* Task objective: Retyping the data exactly is the task. Include every line.

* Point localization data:
===============

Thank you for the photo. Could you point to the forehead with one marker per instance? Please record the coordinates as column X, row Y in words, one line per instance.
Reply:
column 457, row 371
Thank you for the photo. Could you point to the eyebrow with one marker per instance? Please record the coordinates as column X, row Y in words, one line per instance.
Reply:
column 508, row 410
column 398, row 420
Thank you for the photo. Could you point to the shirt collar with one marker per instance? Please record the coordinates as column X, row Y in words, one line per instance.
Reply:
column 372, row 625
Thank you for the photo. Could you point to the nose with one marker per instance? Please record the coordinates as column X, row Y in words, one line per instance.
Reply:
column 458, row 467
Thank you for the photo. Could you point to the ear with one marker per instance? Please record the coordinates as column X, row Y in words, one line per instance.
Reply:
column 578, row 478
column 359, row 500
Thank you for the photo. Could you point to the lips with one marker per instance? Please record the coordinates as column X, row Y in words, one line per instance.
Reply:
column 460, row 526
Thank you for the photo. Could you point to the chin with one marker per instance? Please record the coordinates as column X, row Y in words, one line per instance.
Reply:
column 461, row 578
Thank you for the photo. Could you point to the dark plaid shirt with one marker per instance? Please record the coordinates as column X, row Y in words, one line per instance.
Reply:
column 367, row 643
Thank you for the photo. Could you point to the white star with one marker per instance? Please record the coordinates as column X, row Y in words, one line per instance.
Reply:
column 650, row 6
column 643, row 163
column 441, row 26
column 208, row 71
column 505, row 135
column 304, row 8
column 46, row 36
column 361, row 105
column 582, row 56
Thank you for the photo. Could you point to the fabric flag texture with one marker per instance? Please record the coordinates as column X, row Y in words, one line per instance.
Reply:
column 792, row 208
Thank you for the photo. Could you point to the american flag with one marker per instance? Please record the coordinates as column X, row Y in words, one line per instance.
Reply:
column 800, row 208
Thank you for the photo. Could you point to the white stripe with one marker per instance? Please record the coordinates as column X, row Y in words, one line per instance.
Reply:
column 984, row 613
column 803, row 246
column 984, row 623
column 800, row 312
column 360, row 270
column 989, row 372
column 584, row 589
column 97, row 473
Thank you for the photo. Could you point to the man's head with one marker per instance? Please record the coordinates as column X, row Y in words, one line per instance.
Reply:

===============

* The answer:
Thank you for the photo. Could you point to the forehead with one marker per instance? Please record the coordinates as column X, row Y in words, one line per instance.
Reply:
column 457, row 371
Thank you for the photo. Could you point to the eyebrow with one marker per instance? Please record the coordinates as column X, row Y in words, one line per instance.
Reply:
column 508, row 410
column 398, row 420
Thank you for the photo. Could you point to the shirt collar with one marker per instance? Please record the coordinates as column X, row Y in words, one line per instance.
Reply:
column 372, row 625
Thank you for the photo. Could you point to the nose with one marker per instance? Please record the coordinates as column X, row Y in words, one line per instance.
Reply:
column 458, row 467
Thank you for the photo. Could you point to the ear with one marker per instance? Please record the coordinates as column X, row Y in words, one line per instance.
Reply:
column 578, row 478
column 359, row 500
Thank you for the photo. Could you point to the lips with one marker per instance? Please record the coordinates as column X, row Y in words, one line per instance.
Reply:
column 460, row 526
Thank you for the photo. Could you point to the chin with one marker per instance? Please record the coordinates as column X, row Y in words, one line per instance.
Reply:
column 461, row 578
Thank you for the photo. Could you point to the dark plaid shirt with one marker per instance? Please record the coordinates as column X, row Y in words, one line per instance.
Reply:
column 367, row 643
Thank you for the photo. Could you point to the white star with one marker per instance? Please record the coordinates as column X, row Y in words, one line per instance.
Reply:
column 650, row 6
column 643, row 163
column 441, row 26
column 208, row 71
column 505, row 135
column 304, row 8
column 46, row 36
column 361, row 105
column 582, row 56
Thank you for the photo. Could you point to the fabric flag texture with one marker per instance? Please record the coordinates as column X, row Y in words, one line per instance.
Reply:
column 792, row 208
Thank you for the photo. Could you point to the american flag with one marker per instance? Please record the coordinates as column X, row Y in words, one line per instance.
Reply:
column 800, row 208
Thank you for the photo. Could you point to the white stripe with one marker per instance? Please record the coordinates as column X, row Y in words, one line per instance.
Reply:
column 984, row 613
column 803, row 246
column 984, row 623
column 800, row 312
column 360, row 270
column 989, row 372
column 584, row 589
column 97, row 473
Thank you for the photo. Could you point to the man's head with one marker per instance? Please record the coordinates as column X, row Y in words, one line per instance.
Reply:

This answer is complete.